▸ **PROBLEM 1**
Do the following statements agree with the passage on matrix attachment regions? Answer yes or no for each, and quote the deciding words of the passage exactly. (a) Rule 3 identifies kinked DNA. (b) Topoisomerase II binding and cleavage sites are concentrated at the sites of nuclear attachment. (c) Alu elements occur in all mammals.
▸ **PROBLEM 2**
Can you write out the passage on matrix attachment regions starting at "There is ample" and ending at "MARs ( 10 ).", with "enhancer" in place of "promoter"?

(DOCUMENT PASSAGE Opens)

TG-rich sequences. Some matrix attachment regions have been characterized by T-G rich spans ( 2 ). These regions are abundant in the 3' UTR of a number of genes, and may act as signals at the recombination sites, e.g. immunoglobulin genes. Motifs, m 4 . . . m 6 in Figure 1 are used to compose Rule 2 (Fig. 2 ) that identifies the T-G rich spans. Curved DNA. Intrinsically curved DNA has been identified at or near several matrix attachment sites ( 2 , 11 ). Curved DNA is also considered to play an important role in nuclear processes that involve the interaction of DNA and proteins, such as recombination, replication and transcription. Optimal curvature is expected for sequences with repeats of the motif, AAAAn 7 AAAn 7 AAAA as well as the motif TTTAAA (motifs m 7 . . . m 9 in Fig. 1 ). Rule 3 will identify curved DNA. Kinked DNA. Kinked DNA has generally been associated with the presence of copies of the dinucleotide TG, CA or TA that are separated by 2-4 or 9-12 nt. For example, kinked DNA will be produced by the motif TAn 3 TGn 3 CA , with TA, TG and CA occurring in any order (motifs m 10 . . . m 15 in Fig. 1 ). Rule 4 will identify kinked DNA. Topoisomerase II sites. Topoisomerase II binding and cleavage sites are concentrated at the sites of nuclear attachment. Both vertebrate and Drosophila topoisomerase II consensus sequences have been identified ( 12 , 13 ), and are fashioned as Rule 5 in Figure 2 . AT-rich sequences. Many MARs contain significant stretches of AT-rich sequences. It has been suggested that the simple occurrence of isolated AT-rich regions is not sufficient to cause matrix association. Several such regularly spaced motifs are required for matrix association. Periodicity was considered while formulating Rule 6 ( 2 ), although consideration of local nucleotide concentration above a threshold may be required.

Several other characteristics, some of which have not been included in the current analysis, have been proposed for MARs. For example, MARs have been shown to contain palindromic sequences, Z-DNA and DNase I hypersensitive sites ( 2 ). A few Alu elements have also been identified within MARs. Specifically, Alu s with a high AT content may interact with the nuclear matrix. With the exception of Alu elements, whose role in matrix attachment is unclear (and their occurrence limited to primates), the above elements cannot be easily fashioned into a definitive consensus pattern. Moreover, these elements may not be appropriate or necessary for the mathematical determination of MAR-potential. For example, many bacterial, viral and mammalian ORI sequences, which are characteristic of MARs, are also palindromic. The occurrence of palindromic sequences at sites of nuclear matrix attachment may thus reflect the presence of origins of replication, which are already identified by Rule 1 in Figure 2 . DNase I hypersensitivity, while possibly a characteristic of MARs, is likely a result of the interaction with the nuclear matrix and not its cause. Thus, DNase I hypersensitivity may represent a useful method for identifying MARs experimentally rather than computationally.

There is ample evidence to suggest that transcription factor binding sites, promoter regions and other regulatory regions of the genome may be nuclear matrix associated. While there are a myriad regulatory elements and promoter sequences of known composition, these have not been utilized in the model presented. The computational model proposed in this report will most likely identify constitutive or class 2 MARs, although, when adjusted, it has been successful in detecting facultative class 3 MARs ( 10 ).

(DOCUMENT PASSAGE Closes)
(INFORMATION PROVIDED Opens)

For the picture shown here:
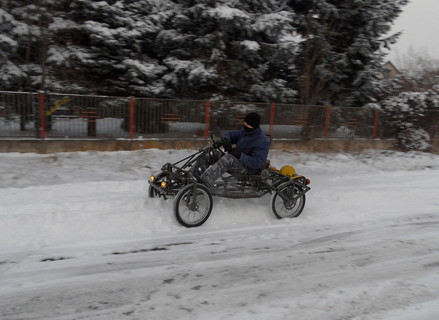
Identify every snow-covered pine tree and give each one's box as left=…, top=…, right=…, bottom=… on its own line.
left=44, top=0, right=171, bottom=95
left=155, top=0, right=296, bottom=101
left=0, top=0, right=53, bottom=91
left=381, top=86, right=439, bottom=151
left=290, top=0, right=408, bottom=107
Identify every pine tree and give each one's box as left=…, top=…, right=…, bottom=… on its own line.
left=291, top=0, right=408, bottom=106
left=155, top=0, right=296, bottom=101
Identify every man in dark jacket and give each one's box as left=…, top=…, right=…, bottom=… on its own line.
left=190, top=112, right=270, bottom=187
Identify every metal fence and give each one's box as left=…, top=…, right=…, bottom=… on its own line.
left=0, top=91, right=430, bottom=139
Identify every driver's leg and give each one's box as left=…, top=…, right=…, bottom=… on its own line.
left=189, top=150, right=221, bottom=179
left=201, top=154, right=247, bottom=188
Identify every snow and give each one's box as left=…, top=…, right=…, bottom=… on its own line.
left=0, top=149, right=439, bottom=320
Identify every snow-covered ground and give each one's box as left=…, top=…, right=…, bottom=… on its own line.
left=0, top=150, right=439, bottom=320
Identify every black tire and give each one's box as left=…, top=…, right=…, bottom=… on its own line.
left=148, top=172, right=166, bottom=198
left=174, top=184, right=213, bottom=228
left=271, top=184, right=306, bottom=219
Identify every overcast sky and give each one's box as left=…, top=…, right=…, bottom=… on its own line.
left=388, top=0, right=439, bottom=63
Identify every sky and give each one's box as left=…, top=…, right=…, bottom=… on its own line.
left=388, top=0, right=439, bottom=64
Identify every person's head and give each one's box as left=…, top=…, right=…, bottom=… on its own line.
left=244, top=112, right=261, bottom=131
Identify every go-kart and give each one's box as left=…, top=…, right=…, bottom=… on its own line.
left=148, top=133, right=310, bottom=228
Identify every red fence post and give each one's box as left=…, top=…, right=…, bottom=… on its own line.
left=325, top=106, right=331, bottom=139
left=40, top=91, right=46, bottom=140
left=204, top=100, right=210, bottom=140
left=130, top=97, right=135, bottom=140
left=372, top=111, right=380, bottom=139
left=269, top=102, right=276, bottom=136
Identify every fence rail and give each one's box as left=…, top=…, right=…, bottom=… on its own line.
left=0, top=91, right=426, bottom=139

(INFORMATION PROVIDED Closes)

▸ **ANSWER BOX 1**
(a) No: "Rule 4 will identify kinked DNA."
(b) Yes: "Topoisomerase II binding and cleavage sites are concentrated at the sites of nuclear attachment."
(c) No: "their occurrence limited to primates"

▸ **ANSWER BOX 2**
There is ample evidence to suggest that transcription factor binding sites, enhancer regions and other regulatory regions of the genome may be nuclear matrix associated. While there are a myriad regulatory elements and enhancer sequences of known composition, these have not been utilized in the model presented. The computational model proposed in this report will most likely identify constitutive or class 2 MARs, although, when adjusted, it has been successful in detecting facultative class 3 MARs ( 10 ).